**REQUIRED WORK**
Only one stretch of the data below is needed. Output the lines from the one with "Locate the distant hill" up to and including the one with "Target: sunglasses", exactly as they stand.

**THE DATA**
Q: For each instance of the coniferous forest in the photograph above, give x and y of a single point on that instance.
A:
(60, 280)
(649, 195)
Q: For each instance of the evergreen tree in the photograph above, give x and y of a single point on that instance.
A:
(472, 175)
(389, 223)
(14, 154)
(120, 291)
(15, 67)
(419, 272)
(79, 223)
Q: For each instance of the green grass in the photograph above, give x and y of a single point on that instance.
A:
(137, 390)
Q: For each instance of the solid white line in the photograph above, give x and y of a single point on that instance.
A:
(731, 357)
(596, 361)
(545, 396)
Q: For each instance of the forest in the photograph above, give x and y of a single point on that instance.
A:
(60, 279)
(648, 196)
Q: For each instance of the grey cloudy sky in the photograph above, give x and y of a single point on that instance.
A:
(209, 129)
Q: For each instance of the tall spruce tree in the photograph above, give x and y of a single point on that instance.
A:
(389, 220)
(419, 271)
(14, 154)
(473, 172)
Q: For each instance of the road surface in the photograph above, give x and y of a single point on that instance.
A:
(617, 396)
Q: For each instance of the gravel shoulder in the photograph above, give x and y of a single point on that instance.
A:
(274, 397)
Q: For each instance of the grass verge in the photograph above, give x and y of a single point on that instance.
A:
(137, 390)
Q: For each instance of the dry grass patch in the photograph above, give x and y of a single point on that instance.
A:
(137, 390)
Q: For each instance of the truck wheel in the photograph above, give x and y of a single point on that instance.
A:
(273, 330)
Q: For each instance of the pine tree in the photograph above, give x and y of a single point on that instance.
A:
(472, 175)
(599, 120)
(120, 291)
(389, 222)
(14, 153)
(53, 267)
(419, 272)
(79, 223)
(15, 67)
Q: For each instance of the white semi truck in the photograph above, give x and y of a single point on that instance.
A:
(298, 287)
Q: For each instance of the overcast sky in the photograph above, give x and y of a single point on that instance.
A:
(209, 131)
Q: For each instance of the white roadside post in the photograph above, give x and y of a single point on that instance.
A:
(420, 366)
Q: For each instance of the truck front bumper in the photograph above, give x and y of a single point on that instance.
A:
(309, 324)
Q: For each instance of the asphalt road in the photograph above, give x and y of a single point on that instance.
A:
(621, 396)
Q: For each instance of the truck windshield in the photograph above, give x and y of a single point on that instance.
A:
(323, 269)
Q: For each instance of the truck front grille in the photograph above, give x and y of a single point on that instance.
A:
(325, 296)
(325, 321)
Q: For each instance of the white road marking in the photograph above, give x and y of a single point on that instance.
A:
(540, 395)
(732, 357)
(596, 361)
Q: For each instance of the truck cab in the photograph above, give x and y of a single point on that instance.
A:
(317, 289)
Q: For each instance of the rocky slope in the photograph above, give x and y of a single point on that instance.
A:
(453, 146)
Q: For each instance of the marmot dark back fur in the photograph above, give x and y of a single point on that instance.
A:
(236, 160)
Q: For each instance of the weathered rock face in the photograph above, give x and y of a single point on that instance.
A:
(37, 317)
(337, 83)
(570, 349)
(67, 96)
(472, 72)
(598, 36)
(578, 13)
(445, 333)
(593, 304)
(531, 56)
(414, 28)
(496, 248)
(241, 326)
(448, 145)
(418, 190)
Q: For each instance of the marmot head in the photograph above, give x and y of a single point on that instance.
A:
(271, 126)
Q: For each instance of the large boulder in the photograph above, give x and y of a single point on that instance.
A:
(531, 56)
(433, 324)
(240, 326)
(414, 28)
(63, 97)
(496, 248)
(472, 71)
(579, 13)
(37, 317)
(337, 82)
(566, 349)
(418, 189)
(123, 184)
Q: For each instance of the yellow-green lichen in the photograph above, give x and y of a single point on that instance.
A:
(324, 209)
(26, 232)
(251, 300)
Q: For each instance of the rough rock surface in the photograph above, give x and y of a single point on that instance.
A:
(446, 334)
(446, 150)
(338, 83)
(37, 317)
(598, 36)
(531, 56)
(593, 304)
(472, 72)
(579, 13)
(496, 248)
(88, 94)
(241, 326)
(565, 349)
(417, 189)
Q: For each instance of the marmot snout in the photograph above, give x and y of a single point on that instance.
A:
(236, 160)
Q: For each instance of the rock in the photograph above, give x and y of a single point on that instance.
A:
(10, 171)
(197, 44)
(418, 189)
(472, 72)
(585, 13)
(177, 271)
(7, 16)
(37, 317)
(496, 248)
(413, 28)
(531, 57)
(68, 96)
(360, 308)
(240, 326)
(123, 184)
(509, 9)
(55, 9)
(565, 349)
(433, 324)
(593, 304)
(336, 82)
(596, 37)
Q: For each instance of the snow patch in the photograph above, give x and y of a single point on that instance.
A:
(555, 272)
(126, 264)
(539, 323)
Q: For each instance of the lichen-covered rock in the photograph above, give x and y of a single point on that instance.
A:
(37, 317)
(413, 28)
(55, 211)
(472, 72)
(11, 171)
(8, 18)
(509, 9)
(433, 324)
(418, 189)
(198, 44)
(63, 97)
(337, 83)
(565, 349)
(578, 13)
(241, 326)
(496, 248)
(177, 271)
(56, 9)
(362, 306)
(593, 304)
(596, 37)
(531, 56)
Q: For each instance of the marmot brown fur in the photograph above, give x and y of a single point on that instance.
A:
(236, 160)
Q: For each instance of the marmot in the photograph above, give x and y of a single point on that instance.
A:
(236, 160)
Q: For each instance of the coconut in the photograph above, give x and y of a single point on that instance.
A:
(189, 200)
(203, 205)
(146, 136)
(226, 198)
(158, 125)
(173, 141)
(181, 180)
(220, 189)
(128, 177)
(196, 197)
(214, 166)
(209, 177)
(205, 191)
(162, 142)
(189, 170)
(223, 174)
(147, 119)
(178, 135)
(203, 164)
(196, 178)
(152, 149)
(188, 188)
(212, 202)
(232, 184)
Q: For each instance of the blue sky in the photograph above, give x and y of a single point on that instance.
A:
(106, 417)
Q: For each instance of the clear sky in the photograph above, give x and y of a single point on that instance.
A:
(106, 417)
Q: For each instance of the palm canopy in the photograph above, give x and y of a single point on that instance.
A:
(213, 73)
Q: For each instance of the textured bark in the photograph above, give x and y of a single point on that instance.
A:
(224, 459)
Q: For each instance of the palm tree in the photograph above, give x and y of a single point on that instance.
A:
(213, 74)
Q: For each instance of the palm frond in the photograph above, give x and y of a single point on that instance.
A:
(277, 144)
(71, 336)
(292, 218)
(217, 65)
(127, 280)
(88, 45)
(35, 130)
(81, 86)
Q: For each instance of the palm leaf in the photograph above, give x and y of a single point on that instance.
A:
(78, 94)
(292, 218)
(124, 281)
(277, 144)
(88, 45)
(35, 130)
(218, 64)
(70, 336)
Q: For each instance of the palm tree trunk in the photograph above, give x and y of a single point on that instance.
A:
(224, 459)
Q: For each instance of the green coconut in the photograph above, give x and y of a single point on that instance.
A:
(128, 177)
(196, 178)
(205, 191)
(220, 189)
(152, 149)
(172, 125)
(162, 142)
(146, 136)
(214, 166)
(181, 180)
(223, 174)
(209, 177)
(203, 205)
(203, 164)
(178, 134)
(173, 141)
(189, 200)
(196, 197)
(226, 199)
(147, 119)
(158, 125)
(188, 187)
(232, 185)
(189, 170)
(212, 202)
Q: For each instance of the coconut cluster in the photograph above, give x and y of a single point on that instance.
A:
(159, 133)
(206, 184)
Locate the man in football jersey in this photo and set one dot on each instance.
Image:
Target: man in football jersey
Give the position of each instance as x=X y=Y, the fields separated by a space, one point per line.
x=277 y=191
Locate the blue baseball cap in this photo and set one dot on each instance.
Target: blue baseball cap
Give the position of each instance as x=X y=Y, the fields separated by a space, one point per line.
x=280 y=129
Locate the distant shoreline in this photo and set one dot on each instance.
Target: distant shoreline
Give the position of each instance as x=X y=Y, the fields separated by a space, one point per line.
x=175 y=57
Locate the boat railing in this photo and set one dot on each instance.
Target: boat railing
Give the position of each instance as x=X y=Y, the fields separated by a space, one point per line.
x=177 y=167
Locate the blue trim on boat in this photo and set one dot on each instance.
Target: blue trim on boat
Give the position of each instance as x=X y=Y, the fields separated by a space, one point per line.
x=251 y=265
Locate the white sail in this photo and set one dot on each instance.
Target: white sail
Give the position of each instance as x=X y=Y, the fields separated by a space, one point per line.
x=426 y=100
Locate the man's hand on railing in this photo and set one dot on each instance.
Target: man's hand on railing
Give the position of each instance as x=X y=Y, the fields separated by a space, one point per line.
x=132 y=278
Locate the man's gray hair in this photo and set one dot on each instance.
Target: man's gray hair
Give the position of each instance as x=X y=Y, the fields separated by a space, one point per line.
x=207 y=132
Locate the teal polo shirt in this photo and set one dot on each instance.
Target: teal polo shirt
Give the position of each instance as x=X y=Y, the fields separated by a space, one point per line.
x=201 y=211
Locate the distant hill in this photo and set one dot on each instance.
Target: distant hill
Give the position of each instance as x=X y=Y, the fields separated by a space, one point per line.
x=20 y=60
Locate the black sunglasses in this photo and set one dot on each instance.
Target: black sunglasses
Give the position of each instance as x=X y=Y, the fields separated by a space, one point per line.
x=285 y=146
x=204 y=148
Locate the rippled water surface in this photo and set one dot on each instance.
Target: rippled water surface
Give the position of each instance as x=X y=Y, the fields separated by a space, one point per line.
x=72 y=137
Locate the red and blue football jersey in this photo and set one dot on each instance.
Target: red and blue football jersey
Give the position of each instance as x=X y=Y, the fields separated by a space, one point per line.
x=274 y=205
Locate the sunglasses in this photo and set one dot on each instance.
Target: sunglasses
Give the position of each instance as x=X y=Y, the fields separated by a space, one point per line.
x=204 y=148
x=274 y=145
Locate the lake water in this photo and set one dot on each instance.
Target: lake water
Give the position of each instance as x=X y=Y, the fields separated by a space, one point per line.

**EXERCISE ANSWER**
Locate the distant hill in this photo and set one dot on each instance.
Target: distant hill
Give the position of each instance as x=X y=Y, the fields separated by a space, one point per line.
x=20 y=60
Locate the black sunglasses in this photo and set one dot on each instance.
Target: black sunglasses
Give the position of each instance as x=X y=Y, the fields separated by a space, one point per line.
x=285 y=146
x=204 y=148
Locate the rippled water surface in this photo and set one dot on each instance.
Target: rippled water surface
Give the position of each instance as x=X y=Y, the fields separated by a space, one point per line.
x=72 y=137
Locate the red and blue football jersey in this photo and set one dot on each instance.
Target: red and blue football jersey
Give the position of each instance as x=X y=Y, the fields separated by a space, one point per line.
x=274 y=205
Locate the sunglasses in this photo and set one dot on each instance.
Target: sunglasses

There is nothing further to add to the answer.